---------- RECORD EXCERPTS

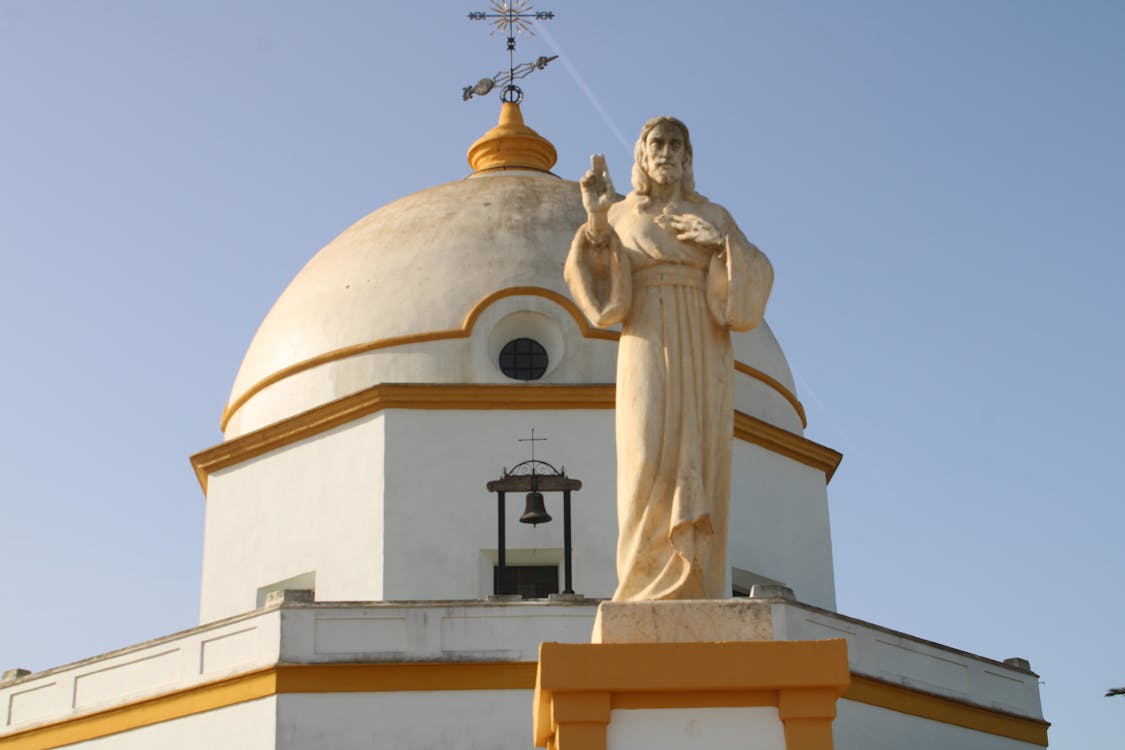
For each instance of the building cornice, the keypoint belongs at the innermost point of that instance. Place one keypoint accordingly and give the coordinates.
(470, 396)
(464, 332)
(456, 676)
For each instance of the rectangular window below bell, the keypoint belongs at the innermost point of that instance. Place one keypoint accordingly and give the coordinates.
(529, 581)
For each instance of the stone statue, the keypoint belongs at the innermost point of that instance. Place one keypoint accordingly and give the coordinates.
(677, 273)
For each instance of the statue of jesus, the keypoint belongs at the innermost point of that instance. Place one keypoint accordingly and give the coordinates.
(677, 273)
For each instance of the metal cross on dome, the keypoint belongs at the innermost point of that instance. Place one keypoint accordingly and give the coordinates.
(513, 17)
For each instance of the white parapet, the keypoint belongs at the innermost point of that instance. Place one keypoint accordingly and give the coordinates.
(403, 669)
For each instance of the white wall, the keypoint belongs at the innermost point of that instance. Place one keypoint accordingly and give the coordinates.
(779, 523)
(695, 729)
(248, 725)
(315, 505)
(449, 720)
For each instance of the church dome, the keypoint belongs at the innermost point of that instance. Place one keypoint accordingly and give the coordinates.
(430, 289)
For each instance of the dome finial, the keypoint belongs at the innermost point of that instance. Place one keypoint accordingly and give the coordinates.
(511, 145)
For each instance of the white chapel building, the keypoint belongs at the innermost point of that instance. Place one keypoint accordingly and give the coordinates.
(351, 587)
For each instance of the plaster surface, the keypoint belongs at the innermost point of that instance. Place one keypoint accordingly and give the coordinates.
(695, 729)
(685, 621)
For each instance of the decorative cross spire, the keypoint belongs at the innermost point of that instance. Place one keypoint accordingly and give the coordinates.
(512, 17)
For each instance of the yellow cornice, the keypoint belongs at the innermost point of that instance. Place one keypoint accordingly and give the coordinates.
(578, 685)
(277, 680)
(946, 711)
(464, 332)
(466, 396)
(793, 446)
(471, 676)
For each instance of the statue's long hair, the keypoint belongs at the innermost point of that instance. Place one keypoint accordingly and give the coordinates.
(642, 184)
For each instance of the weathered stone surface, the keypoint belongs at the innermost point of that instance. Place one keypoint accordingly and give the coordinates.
(683, 621)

--------------------

## STATED TASK:
Exactly reproduce the entries above, minus the pictures.

## REPLY TO THE TASK:
For each instance of the building cornice, the keypoint belongs at the innermost point of that instance. Place one keypoint accordingly and give the coordinates.
(470, 396)
(464, 332)
(456, 676)
For each instance of the rectangular window below bell, the keypoint belongs at the innermost point of that instance. Place one keypoint accordingly and give the coordinates.
(529, 581)
For each instance of the stone statue, the keypoint belongs at the innermost point of that instance. Place one keypoint accordingly and give the coordinates.
(677, 273)
For each instance of the statue of jesus, the keypoint belongs at the innermost point of that instance. Place one keypoint accordingly and give the coordinates.
(677, 273)
For each instance of the metal cross on dome, the keypoint belongs at the innermost point of that instance. Place one keypoint accordingly and give the coordinates.
(513, 17)
For each instance of the white parapet, the keypoint belongs at the innermost point of that instance. Place one keypoint accordingly and give the coordinates.
(403, 669)
For each instance of the white wall, the keypoint belongs at the innermost point of that instance. Place one keypoint accordingly and give the coordinates.
(779, 523)
(695, 729)
(248, 725)
(315, 505)
(449, 720)
For each instance of the church dome, the keypoint belongs at the innermost point of that instance. Place one keypoint accordingly and give the coordinates.
(430, 289)
For each instance of the dome finial, the keypoint belongs at the innermost point of that instance. Place one keypoint accordingly and give the coordinates.
(511, 145)
For each instance of the white chapel building, the keypoint belongs at the innermost point of that instance. Place one keypoint accordingly and give the coordinates.
(351, 587)
For each instance of the plaster surface, the keypoint belongs at the innermost point of that instance. Place one keypoint accordingly and give the coordinates.
(695, 729)
(685, 621)
For each instance of the decorative cross spire, the keypoint belongs at the innermost point of that instance. Place one keypoint accordingly and give the coordinates.
(512, 17)
For each instance of the yellow cornice, the keypoint belongs at the innermost point of that instance. Place one keypoint accordingly and give the coordinates.
(578, 685)
(277, 680)
(946, 711)
(464, 332)
(466, 396)
(793, 446)
(471, 676)
For each instance of the statue's long hair, the keypoint belongs at the innermost point of that instance. Place one keypoint accordingly and give the coordinates.
(642, 184)
For each instance of the weathered stone surface, the keypoint belongs at the innermost point of that instance. Place one keypoint accordingly and give the coordinates.
(683, 621)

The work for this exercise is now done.